▶ **DOCUMENT**
* * * * * * *
# Eve ship lap repair under metal roof? Pro advice help



## Dsmartin (Jun 22, 2021)

Hello. I’ve had two contractors come out for quotes. One said they can remove the metal roof, replace/repair bad ship lap and reinstall existing metal roof. Another said he wouldn’t do it because you should reinstall new metal roof where it was removed and the roof is 30 years old and does not have replacement pieces. He mentioned the metal will bend when removing so it should not be reused..


Some of the damage is termite so im curious if I can just treat it and fill it since there is no water intrusion?

Would like to hear any other professionals thoughts.

Thanks


----------



## roofermann (Jul 7, 2012)

IMO, it's a crap shoot when trying to remove something and then re-use it. Possible to do, sure but with an older style like that no way to get any replacement pieces if and when needed. As for "filling", I saw an episode of This Old House where they used an epoxy mixture to fill and repair old widow sills.


----------



## Dsmartin (Jun 22, 2021)

roofermann said:


> IMO, it's a crap shoot when trying to remove something and then re-use it. Possible to do, sure but with an older style like that no way to get any replacement pieces if and when needed. As for "filling", I saw an episode of This Old House where they used an epoxy mixture to fill and repair old widow sills.


Thanks for your input!


----------



## blackburnroofer (Jun 25, 2021)

roofermann said:


> IMO, it's a crap shoot when trying to remove something and then re-use it. Possible to do, sure but with an older style like that no way to get any replacement pieces if and when needed. As for "filling", I saw an episode of This Old House where they used an epoxy mixture to fill and repair old widow sills.



I completely agree. 

There is also that challenge with control once termite damage has started. We are yet to see effective post termite damage treatment. Treatment during installation has been the most effective.


----------
* * * * * * *
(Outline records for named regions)
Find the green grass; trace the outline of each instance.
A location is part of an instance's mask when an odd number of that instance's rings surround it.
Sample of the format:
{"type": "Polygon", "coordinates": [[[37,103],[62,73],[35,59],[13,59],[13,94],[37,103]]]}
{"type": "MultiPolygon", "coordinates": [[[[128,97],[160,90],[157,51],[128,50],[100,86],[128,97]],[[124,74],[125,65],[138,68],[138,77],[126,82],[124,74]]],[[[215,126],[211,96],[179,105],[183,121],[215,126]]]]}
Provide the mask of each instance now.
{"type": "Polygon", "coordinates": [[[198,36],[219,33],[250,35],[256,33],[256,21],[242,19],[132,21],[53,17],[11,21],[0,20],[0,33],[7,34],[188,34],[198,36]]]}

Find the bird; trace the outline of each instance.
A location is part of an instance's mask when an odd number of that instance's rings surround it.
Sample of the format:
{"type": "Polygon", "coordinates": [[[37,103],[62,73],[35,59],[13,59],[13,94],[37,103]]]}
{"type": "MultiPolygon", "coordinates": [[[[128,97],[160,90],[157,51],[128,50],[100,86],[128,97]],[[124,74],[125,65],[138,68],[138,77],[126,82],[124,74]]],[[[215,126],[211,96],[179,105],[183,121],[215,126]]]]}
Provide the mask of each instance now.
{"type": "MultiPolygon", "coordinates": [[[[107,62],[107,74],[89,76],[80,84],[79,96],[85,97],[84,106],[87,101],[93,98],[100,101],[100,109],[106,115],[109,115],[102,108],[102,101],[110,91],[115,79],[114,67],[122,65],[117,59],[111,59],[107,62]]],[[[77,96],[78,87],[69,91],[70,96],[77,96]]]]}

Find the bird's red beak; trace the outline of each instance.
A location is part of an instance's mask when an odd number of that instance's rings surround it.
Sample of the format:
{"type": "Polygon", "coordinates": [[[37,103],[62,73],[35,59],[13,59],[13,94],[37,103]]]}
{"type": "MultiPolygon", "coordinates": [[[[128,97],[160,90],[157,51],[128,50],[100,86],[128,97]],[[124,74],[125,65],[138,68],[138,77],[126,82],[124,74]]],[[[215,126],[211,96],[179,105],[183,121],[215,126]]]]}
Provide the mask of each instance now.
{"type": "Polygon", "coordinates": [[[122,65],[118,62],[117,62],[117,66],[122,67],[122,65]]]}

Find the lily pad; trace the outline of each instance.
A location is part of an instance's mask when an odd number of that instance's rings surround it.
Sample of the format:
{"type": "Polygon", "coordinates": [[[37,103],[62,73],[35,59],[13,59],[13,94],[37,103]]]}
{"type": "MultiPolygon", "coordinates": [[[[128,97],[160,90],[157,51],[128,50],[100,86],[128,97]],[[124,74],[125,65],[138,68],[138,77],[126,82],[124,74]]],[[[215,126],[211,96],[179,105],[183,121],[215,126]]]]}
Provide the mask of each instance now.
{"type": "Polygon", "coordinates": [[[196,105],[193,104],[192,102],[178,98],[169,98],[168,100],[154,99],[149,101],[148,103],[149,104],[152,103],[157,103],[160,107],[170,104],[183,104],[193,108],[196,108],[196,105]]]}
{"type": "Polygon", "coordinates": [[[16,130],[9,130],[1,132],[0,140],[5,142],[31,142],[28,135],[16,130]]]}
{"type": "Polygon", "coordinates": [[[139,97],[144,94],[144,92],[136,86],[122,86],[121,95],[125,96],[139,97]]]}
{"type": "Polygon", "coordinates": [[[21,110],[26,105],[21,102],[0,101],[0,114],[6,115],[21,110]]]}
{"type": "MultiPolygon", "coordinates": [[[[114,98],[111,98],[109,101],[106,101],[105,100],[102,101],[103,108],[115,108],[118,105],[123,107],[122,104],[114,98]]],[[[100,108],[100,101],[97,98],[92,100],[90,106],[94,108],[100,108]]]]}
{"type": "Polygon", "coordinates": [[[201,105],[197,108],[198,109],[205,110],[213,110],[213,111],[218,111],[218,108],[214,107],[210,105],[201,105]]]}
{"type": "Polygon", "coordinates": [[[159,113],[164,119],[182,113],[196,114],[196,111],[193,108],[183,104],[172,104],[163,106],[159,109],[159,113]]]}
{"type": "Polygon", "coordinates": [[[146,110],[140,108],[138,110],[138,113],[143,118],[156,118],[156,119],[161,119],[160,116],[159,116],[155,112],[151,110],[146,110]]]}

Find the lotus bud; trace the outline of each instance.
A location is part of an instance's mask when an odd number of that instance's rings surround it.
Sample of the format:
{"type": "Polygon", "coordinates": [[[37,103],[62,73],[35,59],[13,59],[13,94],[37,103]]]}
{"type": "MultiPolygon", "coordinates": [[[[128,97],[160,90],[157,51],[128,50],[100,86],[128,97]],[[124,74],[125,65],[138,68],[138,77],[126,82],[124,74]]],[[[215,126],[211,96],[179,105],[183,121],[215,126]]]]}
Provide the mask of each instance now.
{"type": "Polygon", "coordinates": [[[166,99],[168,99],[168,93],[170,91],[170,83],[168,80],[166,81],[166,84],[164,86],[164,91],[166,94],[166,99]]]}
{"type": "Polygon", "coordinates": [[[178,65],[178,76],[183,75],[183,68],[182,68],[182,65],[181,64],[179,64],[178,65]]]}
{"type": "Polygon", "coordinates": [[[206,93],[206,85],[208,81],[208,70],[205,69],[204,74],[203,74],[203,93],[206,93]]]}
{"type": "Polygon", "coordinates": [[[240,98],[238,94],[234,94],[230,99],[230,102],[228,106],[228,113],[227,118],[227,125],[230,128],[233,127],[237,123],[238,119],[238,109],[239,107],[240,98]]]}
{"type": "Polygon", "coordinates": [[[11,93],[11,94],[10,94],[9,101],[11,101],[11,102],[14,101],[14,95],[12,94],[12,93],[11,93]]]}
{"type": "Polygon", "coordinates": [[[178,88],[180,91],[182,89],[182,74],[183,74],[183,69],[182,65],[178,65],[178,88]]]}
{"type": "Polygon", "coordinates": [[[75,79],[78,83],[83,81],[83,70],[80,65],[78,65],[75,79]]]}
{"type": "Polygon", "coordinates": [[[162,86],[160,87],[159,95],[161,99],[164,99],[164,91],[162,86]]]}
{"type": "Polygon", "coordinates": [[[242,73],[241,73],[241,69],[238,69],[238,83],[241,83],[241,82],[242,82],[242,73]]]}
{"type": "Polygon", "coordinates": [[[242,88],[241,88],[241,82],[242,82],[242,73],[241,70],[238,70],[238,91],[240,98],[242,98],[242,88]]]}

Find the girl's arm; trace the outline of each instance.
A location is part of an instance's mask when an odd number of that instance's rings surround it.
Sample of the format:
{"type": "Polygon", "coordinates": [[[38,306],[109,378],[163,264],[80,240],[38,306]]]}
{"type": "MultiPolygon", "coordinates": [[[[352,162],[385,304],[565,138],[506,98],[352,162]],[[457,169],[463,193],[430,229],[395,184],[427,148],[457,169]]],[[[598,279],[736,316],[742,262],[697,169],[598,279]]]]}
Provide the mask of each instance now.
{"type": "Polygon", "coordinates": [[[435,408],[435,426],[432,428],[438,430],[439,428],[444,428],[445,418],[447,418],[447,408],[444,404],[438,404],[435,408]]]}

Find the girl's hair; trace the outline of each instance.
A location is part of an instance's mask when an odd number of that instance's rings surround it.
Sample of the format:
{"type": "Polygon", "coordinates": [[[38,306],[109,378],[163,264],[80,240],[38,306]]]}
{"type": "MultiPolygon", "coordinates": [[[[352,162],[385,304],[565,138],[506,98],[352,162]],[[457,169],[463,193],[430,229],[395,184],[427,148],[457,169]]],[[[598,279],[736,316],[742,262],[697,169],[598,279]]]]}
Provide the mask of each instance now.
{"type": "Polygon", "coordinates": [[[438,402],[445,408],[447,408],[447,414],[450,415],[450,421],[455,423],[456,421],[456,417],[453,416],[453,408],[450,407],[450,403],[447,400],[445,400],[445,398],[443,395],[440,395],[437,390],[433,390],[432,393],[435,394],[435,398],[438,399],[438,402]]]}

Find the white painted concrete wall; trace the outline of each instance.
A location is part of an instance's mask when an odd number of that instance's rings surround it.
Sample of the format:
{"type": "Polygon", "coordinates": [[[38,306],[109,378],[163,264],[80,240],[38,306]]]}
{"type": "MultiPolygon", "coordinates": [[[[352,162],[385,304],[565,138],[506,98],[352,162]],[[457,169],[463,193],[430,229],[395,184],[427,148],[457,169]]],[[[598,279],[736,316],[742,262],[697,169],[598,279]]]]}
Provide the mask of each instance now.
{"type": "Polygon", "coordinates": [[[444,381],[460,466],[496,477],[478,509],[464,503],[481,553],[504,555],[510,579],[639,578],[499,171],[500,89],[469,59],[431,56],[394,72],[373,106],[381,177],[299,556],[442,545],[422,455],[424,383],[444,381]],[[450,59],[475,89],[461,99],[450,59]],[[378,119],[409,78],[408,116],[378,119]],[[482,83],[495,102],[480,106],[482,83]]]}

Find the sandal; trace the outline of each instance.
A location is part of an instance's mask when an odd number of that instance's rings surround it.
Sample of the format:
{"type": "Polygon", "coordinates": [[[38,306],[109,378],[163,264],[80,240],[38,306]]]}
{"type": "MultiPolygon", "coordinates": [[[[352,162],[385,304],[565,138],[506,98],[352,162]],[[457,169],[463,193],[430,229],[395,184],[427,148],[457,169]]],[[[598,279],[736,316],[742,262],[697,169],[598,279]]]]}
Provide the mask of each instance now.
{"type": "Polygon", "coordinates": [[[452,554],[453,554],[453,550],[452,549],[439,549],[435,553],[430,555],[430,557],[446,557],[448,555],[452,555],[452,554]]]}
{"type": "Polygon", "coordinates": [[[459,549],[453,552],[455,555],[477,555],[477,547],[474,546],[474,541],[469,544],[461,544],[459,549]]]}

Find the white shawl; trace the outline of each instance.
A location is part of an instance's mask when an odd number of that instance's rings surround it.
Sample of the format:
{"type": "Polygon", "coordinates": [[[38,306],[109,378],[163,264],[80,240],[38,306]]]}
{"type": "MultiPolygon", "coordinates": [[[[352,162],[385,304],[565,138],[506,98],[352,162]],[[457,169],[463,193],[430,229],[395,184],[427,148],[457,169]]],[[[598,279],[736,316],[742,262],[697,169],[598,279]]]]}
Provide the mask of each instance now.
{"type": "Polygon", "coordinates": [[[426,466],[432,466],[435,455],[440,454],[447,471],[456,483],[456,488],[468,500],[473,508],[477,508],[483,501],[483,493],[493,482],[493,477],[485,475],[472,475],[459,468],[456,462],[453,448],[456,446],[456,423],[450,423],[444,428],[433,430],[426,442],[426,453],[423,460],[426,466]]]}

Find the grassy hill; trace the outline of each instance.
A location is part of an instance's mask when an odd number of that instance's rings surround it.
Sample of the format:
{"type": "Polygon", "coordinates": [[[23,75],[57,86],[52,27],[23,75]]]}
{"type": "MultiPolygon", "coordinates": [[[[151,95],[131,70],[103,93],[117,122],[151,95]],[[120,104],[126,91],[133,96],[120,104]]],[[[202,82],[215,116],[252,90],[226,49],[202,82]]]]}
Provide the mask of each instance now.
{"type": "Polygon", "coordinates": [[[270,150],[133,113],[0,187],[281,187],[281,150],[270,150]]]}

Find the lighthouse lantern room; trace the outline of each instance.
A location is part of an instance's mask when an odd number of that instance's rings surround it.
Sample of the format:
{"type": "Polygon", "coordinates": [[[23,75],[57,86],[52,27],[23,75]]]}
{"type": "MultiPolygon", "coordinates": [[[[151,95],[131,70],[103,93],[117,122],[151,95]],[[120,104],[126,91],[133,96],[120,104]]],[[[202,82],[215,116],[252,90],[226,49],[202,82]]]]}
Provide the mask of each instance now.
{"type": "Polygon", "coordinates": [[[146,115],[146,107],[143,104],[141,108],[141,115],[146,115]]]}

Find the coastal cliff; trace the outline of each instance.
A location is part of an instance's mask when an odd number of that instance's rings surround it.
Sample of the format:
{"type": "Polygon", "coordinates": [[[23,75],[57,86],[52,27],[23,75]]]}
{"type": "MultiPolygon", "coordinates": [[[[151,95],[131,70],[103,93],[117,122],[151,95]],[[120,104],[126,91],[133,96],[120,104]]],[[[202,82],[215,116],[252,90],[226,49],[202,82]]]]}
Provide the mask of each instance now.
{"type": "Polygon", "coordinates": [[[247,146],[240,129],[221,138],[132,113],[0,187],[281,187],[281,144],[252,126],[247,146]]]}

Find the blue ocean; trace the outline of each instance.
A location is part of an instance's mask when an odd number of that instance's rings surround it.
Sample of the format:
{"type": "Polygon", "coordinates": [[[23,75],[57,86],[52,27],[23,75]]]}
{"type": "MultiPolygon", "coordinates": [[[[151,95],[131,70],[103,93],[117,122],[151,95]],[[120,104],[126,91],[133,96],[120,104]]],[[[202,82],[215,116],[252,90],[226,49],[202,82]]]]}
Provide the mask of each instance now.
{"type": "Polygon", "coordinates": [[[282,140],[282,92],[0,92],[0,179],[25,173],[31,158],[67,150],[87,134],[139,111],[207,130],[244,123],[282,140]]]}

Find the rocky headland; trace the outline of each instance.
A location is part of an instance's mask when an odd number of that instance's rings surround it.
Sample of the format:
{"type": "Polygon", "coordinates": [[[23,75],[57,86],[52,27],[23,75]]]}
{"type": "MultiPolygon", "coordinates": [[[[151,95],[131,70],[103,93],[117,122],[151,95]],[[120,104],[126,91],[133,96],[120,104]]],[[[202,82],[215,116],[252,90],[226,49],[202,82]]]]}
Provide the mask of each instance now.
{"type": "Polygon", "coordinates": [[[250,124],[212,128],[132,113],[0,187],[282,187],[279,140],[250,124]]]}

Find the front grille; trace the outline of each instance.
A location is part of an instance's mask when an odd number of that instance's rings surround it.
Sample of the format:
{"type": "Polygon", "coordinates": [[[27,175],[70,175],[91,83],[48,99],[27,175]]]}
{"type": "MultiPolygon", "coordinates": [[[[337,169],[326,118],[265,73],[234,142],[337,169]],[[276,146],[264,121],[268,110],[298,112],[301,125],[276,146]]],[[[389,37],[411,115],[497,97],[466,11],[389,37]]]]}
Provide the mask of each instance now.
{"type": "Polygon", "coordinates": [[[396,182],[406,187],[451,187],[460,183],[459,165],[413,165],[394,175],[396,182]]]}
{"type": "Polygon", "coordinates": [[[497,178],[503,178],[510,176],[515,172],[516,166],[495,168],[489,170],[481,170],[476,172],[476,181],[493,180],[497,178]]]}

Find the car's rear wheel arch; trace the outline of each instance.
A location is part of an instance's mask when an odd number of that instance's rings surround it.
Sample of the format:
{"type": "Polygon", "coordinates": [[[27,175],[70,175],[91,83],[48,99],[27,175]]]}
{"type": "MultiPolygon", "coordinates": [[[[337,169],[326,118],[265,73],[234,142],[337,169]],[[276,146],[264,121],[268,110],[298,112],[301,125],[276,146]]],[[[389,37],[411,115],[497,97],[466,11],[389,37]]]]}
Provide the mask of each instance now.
* * * * * * *
▶ **ACTIONS TO TAKE**
a - Set down everything in the roof repair thread from "## blackburnroofer (Jun" down to "the most effective.", word for word.
b - Return every line of the records that contains the string "bird".

▶ **RESULTS BY TASK**
a -
## blackburnroofer (Jun 25, 2021)

roofermann said:


> IMO, it's a crap shoot when trying to remove something and then re-use it. Possible to do, sure but with an older style like that no way to get any replacement pieces if and when needed. As for "filling", I saw an episode of This Old House where they used an epoxy mixture to fill and repair old widow sills.



I completely agree. 

There is also that challenge with control once termite damage has started. We are yet to see effective post termite damage treatment. Treatment during installation has been the most effective.

b -
Find the bird; trace the outline of each instance.
Find the bird's red beak; trace the outline of each instance.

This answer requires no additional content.